Читаем Доносчик 001, или Вознесение Павлика Морозова полностью

«Являясь сыном одного из заговорщиков, Андрея Колодуба, и в то же время будучи комсомольцем, активным участником строительства социализма в нашей стране, я не могу спокойно отнестись к предательской деятельности моего отца и других преступников, сознательно ломавших то, что создано энергией и кропотливым трудом рабочих масс. Зная отца как матерого врага и ненавистника рабочих, присоединяю свой голос к требованию всех трудящихся жестоко наказать контрреволюционеров. Не имея семейной связи с Колодубами уже около двух лет и считая позорным носить дальше фамилию Колодуба, я меняю ее на фамилию Шахтин. Рабочий шахты “Пролетарская диктатура” Кирилл Колодуб».

Семья мешала партии. В печати тех лет появились статьи о необходимости при новом строе отделить детей от родителей. Методическое пособие для учителей «Детский сельскохозяйственный труд» рекомендовало для разрушения индивидуальной семьи добиваться, чтобы все дети до четырнадцати лет содержались за счет сельскохозяйственных коммун, а не отдельных семейств[95]

. Реализовать эту педагогическую теорию не удалось из-за отсутствия средств.

События в семье Морозовых — типичный пример того, что происходило в стране. В семье имелось свыше двух десятков рук, которые делали хлеб. Этих рук не стало. Рак доносительства дал метастазы в других семьях. Количество погибших и пострадавших от действий одного мальчика измерялось двухзначным числом, а общая статистика жертв доносов — миллионами.

Обычно после доноса заводилось дело на одного человека в семье — отца или деда. Все остальные члены семьи также подвергались преследованию. Печальная ирония состояла в том, что, донеся на отца, герой-пионер по стандартам тех лет сам становился сыном врага народа и, таким образом, жертвой преследования. Вокруг Герасимовки, кстати сказать, разместили много специальных учреждений для детей, лишенных родителей.

Упомянутое выше Шахтинское дело наложило отпечаток на последующие процессы, в том числе на дело герасимовских крестьян. Такие дела планировались заранее, когда жертвы и участники понятия не имели о своей предстоящей участи. Процесс по делу Павлика готовился втайне Секретно-политическим отделом (СПО). В 1932 году власти расширили полномочия ОГПУ и увеличили его численность. Милицию передали в подчинение секретной полиции. Паутина СПО, специально предназначенных для сыска и уничтожения врагов народа, покрыла всю страну.

Задание 1
Обновите в тексте о Павлике Морозове фрагмент, который открывается словами «Семья мешала партии.» и завершается словами «доносов — миллионами.»: приведите его заново, заменив «партии» на «государству».
Задание 2
Перепишите абзац текста о Павлике Морозове, начинающийся словами «Обычно после доноса», в виде списка, сохранив его основные факты.
Задание 3
Продолжите текст о Павлике Морозове, начав сразу после его последнего предложения.
Следующие далее позиции никак не связаны с текстом о Павлике Морозове.

Исходные данные
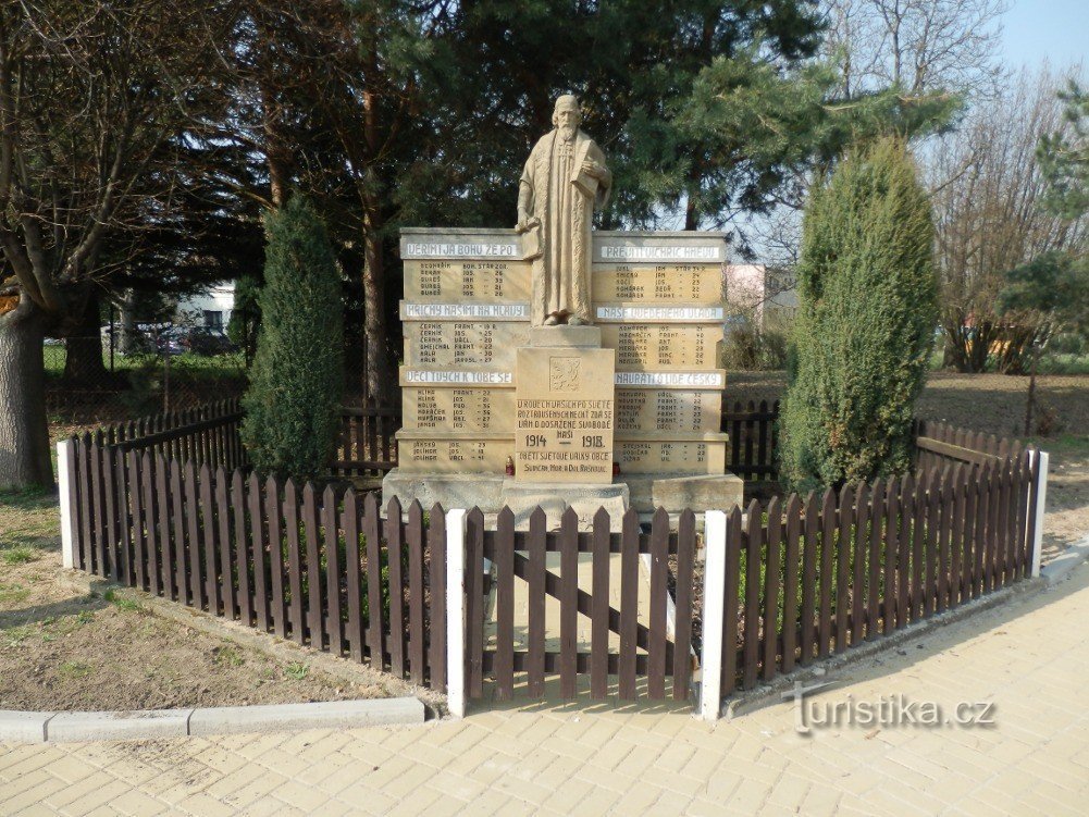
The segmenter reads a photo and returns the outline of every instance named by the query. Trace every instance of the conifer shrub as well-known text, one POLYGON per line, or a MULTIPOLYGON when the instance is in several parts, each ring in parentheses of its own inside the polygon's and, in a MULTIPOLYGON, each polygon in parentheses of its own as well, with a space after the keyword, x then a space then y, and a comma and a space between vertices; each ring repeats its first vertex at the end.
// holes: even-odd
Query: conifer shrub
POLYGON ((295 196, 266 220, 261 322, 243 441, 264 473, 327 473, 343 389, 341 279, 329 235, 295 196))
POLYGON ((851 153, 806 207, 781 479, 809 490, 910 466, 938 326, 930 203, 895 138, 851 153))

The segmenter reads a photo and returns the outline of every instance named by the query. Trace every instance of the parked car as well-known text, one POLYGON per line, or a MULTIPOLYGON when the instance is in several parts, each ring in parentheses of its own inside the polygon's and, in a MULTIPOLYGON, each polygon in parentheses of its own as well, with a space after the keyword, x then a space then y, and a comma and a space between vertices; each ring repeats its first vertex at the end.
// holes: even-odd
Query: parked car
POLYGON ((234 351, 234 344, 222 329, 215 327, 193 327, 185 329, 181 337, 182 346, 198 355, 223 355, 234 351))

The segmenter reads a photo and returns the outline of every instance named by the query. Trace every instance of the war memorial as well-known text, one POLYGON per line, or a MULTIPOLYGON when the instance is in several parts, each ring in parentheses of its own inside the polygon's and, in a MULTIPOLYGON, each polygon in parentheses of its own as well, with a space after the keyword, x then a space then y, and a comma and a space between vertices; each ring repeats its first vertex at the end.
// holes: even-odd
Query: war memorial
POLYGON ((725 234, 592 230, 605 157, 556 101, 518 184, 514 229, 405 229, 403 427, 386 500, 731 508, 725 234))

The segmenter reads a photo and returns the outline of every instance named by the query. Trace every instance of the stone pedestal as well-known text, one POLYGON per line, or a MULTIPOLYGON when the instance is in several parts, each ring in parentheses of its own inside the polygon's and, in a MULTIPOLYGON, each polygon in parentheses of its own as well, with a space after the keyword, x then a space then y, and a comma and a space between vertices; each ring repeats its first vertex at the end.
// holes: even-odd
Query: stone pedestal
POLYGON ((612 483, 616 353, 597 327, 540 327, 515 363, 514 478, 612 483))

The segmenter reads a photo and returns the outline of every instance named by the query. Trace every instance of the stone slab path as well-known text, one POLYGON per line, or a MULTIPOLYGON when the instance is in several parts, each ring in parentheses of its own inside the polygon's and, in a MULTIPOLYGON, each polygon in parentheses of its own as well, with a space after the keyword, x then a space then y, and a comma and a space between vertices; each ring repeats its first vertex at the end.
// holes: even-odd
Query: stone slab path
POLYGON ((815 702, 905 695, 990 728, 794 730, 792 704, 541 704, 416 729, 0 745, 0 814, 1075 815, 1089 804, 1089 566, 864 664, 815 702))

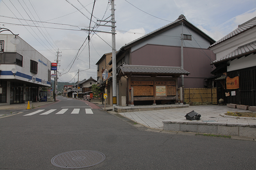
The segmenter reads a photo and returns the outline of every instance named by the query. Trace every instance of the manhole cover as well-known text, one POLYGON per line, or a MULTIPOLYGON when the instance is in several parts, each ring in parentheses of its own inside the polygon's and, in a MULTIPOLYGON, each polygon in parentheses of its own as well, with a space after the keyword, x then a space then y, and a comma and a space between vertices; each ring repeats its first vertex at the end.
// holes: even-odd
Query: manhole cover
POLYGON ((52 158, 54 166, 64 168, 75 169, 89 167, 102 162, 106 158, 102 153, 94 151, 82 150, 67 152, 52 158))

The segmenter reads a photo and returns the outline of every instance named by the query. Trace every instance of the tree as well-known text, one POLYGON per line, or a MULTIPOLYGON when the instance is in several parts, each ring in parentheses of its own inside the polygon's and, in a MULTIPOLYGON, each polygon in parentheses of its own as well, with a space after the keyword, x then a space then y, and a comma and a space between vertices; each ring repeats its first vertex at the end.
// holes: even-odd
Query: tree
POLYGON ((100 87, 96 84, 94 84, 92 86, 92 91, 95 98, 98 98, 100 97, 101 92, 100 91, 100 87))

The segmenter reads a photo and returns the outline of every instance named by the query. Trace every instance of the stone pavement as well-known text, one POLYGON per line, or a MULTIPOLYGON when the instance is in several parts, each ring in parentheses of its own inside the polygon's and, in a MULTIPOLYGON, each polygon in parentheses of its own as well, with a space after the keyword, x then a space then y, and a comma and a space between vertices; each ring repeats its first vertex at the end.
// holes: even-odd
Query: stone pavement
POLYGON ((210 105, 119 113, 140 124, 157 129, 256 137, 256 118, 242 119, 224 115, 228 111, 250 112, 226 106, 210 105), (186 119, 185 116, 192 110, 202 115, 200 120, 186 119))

...

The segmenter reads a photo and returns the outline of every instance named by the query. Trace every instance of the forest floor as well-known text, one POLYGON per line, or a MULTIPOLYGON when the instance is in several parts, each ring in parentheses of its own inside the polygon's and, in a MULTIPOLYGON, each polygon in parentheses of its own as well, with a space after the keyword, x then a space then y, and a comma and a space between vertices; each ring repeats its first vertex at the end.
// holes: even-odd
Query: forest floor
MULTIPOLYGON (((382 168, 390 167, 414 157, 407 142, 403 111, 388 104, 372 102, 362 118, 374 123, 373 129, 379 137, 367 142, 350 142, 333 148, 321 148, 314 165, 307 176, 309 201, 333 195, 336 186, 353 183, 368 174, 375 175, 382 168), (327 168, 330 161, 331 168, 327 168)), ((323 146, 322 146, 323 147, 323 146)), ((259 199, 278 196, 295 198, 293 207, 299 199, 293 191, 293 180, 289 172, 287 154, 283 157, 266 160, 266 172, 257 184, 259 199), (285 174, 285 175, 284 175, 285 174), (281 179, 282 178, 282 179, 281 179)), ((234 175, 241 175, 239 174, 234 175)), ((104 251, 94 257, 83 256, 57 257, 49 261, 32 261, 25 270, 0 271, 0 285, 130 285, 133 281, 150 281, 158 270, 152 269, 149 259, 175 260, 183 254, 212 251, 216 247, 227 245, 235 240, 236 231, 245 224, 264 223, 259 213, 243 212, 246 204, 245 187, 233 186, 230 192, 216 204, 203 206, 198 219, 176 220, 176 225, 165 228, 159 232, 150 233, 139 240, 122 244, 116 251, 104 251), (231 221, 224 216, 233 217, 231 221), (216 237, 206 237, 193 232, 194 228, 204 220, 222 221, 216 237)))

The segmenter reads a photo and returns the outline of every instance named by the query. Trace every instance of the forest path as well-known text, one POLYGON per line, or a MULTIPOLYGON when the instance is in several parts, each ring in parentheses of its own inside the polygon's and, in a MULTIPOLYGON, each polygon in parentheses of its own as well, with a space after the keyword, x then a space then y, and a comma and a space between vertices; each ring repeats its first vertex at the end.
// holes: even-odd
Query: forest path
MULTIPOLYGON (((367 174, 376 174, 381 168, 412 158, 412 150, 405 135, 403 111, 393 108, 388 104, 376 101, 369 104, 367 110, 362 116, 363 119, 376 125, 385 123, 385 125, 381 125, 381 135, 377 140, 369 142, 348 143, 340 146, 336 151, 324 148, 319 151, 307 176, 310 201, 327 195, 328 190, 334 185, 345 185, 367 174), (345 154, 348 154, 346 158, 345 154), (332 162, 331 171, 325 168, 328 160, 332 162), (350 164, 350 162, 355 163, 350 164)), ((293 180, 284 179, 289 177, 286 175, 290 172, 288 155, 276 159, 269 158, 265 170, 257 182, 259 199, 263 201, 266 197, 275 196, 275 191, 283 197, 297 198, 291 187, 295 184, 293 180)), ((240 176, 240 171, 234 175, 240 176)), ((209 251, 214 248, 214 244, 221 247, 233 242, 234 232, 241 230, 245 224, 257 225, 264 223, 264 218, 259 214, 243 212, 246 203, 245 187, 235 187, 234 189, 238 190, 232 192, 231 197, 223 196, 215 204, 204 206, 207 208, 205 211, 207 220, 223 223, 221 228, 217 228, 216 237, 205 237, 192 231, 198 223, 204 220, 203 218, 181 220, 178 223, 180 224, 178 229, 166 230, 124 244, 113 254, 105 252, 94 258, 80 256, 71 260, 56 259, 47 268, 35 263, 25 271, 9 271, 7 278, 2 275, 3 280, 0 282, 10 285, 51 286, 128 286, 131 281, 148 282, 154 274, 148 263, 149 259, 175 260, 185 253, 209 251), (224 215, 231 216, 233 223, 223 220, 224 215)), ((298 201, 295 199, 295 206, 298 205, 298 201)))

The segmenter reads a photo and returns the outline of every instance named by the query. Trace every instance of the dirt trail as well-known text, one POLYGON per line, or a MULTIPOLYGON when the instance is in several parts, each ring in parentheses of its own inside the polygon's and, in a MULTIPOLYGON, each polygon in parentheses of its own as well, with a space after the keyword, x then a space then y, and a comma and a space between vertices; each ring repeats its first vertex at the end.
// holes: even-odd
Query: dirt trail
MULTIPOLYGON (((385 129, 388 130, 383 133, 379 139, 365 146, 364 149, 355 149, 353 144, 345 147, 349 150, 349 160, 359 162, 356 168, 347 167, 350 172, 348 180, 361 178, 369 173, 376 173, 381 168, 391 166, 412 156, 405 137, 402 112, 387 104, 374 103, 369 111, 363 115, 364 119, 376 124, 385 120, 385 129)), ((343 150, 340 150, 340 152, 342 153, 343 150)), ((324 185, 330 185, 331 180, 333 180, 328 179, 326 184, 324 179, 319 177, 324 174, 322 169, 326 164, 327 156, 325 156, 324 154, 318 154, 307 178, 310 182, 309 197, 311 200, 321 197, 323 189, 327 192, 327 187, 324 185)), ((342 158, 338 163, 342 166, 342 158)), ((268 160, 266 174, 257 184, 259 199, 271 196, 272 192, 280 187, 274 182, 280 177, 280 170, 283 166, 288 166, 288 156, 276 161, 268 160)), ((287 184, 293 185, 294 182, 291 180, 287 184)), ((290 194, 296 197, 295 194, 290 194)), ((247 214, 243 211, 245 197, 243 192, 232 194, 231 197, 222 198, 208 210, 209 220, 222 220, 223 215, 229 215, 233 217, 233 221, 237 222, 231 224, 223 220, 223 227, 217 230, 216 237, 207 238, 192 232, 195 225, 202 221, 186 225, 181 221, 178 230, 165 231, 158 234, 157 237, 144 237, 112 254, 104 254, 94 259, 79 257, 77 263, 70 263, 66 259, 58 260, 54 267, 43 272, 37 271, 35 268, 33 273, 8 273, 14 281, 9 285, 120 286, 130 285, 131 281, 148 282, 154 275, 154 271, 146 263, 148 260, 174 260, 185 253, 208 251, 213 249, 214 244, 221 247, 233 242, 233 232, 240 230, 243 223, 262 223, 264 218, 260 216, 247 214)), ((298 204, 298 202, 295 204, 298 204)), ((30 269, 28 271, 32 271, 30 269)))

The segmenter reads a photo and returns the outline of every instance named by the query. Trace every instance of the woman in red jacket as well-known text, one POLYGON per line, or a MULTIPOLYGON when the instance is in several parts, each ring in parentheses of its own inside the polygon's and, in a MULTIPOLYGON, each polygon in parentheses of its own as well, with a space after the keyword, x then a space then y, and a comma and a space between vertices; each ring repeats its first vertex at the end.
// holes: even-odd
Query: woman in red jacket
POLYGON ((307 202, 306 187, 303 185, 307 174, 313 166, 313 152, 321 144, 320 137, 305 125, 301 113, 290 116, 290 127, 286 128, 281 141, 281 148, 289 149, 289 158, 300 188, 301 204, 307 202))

...

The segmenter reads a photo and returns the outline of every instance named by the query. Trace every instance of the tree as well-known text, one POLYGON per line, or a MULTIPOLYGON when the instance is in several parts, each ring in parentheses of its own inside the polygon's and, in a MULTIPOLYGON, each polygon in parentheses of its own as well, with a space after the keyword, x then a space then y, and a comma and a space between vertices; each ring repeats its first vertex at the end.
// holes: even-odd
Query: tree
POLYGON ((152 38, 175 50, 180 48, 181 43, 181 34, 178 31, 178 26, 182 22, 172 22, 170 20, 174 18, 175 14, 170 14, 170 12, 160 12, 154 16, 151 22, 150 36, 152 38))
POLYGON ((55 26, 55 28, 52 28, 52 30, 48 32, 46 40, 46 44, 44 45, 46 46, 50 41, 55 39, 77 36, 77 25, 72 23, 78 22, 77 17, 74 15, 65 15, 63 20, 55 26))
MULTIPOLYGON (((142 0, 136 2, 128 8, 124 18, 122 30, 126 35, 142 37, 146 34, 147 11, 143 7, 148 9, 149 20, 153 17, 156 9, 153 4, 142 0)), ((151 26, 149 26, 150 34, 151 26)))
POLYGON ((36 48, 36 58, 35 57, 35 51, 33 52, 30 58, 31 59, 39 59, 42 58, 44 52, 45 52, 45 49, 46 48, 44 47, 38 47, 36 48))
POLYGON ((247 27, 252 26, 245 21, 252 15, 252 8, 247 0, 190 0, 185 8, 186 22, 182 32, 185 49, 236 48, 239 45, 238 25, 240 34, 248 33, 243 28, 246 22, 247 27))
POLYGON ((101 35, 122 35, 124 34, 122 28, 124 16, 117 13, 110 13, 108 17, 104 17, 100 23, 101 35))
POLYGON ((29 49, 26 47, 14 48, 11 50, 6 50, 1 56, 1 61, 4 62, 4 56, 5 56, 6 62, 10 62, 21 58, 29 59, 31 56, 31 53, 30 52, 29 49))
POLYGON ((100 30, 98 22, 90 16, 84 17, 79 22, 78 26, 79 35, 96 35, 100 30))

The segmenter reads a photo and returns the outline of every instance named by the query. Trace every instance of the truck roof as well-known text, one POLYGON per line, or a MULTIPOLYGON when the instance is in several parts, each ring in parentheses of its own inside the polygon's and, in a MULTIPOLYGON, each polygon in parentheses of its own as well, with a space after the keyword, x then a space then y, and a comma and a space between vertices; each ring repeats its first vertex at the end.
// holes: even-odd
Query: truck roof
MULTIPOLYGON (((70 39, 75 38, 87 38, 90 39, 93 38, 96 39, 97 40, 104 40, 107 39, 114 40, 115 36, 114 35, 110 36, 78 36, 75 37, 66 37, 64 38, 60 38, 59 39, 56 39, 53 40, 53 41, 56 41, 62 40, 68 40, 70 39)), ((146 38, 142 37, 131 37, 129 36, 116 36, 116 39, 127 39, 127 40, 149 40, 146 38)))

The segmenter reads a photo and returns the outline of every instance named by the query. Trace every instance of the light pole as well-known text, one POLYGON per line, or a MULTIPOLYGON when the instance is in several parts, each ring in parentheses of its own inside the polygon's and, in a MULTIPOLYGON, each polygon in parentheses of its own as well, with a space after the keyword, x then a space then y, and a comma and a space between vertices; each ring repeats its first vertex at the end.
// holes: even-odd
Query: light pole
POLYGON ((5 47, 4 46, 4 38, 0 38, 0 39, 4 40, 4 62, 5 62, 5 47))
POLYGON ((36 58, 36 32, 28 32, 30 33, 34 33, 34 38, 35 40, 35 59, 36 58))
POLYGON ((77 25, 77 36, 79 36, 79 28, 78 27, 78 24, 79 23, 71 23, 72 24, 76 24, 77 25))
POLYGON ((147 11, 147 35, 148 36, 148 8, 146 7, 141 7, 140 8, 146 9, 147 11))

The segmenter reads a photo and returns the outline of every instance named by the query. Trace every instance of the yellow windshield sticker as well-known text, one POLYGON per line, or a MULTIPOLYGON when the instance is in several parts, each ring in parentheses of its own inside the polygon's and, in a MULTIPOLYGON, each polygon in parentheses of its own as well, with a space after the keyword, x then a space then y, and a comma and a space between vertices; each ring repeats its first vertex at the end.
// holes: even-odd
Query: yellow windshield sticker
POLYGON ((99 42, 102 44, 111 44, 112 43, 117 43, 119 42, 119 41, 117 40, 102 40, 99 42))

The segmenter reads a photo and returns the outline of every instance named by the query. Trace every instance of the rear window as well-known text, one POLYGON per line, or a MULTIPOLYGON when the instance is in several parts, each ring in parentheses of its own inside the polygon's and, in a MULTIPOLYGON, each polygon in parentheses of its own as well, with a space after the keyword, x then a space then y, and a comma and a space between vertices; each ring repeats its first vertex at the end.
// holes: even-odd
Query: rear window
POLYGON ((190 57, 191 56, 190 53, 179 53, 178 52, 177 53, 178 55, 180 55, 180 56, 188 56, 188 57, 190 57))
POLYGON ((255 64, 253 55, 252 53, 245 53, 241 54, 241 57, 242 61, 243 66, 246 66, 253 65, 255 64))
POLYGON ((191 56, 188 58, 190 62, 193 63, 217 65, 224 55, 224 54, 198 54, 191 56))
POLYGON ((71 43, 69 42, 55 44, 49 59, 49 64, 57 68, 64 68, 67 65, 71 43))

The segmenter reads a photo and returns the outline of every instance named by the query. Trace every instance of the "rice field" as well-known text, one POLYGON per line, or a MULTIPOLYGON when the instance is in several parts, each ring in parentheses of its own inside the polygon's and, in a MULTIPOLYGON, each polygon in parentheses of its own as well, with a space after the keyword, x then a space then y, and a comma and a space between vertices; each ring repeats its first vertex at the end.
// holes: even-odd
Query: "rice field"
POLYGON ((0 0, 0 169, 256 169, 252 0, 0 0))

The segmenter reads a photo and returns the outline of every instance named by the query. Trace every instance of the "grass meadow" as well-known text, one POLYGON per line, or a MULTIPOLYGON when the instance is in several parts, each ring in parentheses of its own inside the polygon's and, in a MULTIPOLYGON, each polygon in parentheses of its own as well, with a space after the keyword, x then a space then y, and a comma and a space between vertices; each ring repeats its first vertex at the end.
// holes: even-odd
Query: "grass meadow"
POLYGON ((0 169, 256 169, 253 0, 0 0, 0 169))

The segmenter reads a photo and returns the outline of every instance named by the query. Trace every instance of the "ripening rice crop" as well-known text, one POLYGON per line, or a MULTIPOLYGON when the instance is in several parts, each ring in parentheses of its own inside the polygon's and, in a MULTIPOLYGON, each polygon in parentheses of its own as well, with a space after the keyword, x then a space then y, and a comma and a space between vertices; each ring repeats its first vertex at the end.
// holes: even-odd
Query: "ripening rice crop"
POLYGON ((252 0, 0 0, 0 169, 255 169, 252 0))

Письменный ответ 1
Семья мешала государству. В печати тех лет появились статьи о необходимости при новом строе отделить детей от родителей. Методическое пособие для учителей «Детский сельскохозяйственный труд» рекомендовало для разрушения индивидуальной семьи добиваться, чтобы все дети до четырнадцати лет содержались за счет сельскохозяйственных коммун, а не отдельных семейств[95]

. Реализовать эту педагогическую теорию не удалось из-за отсутствия средств.

События в семье Морозовых — типичный пример того, что происходило в стране. В семье имелось свыше двух десятков рук, которые делали хлеб. Этих рук не стало. Рак доносительства дал метастазы в других семьях. Количество погибших и пострадавших от действий одного мальчика измерялось двухзначным числом, а общая статистика жертв доносов — миллионами.

Письменный ответ 2
- После доноса дело обычно заводили на одного члена семьи: отца или деда.
- Остальные члены семьи тоже подвергались преследованию.
- Донеся на отца, герой-пионер по стандартам тех лет сам становился сыном врага народа, то есть жертвой преследования.
- Вокруг Герасимовки разместили много специальных учреждений для детей, лишенных родителей.

Письменный ответ 3
Показательные процессы начала 30-х годов сделали массовыми по числу не только зрителей, но и обвиняемых. Перед процессом уполномоченные СПО искали не преступника, а подходящее лицо, которое будет убийцей или вредителем. Затем с помощью доносов подбиралась «банда»: идейный руководитель, он же вдохновитель, лица, подговаривающие совершить злодейство, исполнитель, а также те, кто не донес о нем. Сперва арестовывали большую группу подозреваемых, затем начиналась обработка и отбор тех, кого можно сломать, заставить доносить на остальных. Лишних арестованных обычно потом выпускали, показывая объективность суда, а затем использовали в других процессах. Как правило, каждое дело служило основой для последующих обвинений других людей.

Дети в таких процессах свидетельствовали против собственной семьи. И если в Шахтинском процессе подросток проходил как бы на заднем плане, то в деле семьи Морозовых дети — и живые, и мертвые — впервые стали главными обвинителями. По идее властей, новое поколение должно уничтожить старое.

Коллективизацию на Урале и в Сибири приказали закончить к осени 1932 года, но это не удалось. Москва обвиняла местное руководство, центральные газеты писали о притуплении большевистской бдительности, о правых и левых уклонах, о происках троцкистов. Хотя сторонники Троцкого на Урале уже уничтожены, а с кулаками велась борьба, здесь до 1932 года не раскрывали сколько-нибудь значительных контрреволюционных заговоров или ответвлений центральных террористических организаций. Между тем властям, чтобы держать в страхе население, такой заговор был совершенно необходим.

Ивану Кабакову стукнуло тридцать восемь лет, когда его сделали первым секретарем Уральского обкома, заменив Шверника, который недостаточно решительно расправлялся с оппозицией и кулаками. Культурный уровень обоих примерно одинаков (у Шверника — образование четыре класса, Кабаков — слесарь низкой квалификации).

Став хозяином области, Кабаков принялся, по его собственному выражению, «убивать троцкизм». Начались массовые аресты в городах. На очередном съезде партии в Москве Кабаков, отчитываясь об успехах в разгроме троцкистов, назвал ликвидацию кулачества центральным вопросом политики партии. Обком обещал Москве коллективизировать 80 процентов крестьян Урала. Вскоре рапортовали, что почти все выполнено (70,5 процента). И вдруг при проверке оказалось, что этот процент — всего 28,7. Явный обман в те годы мог иметь вполне определенные последствия[96].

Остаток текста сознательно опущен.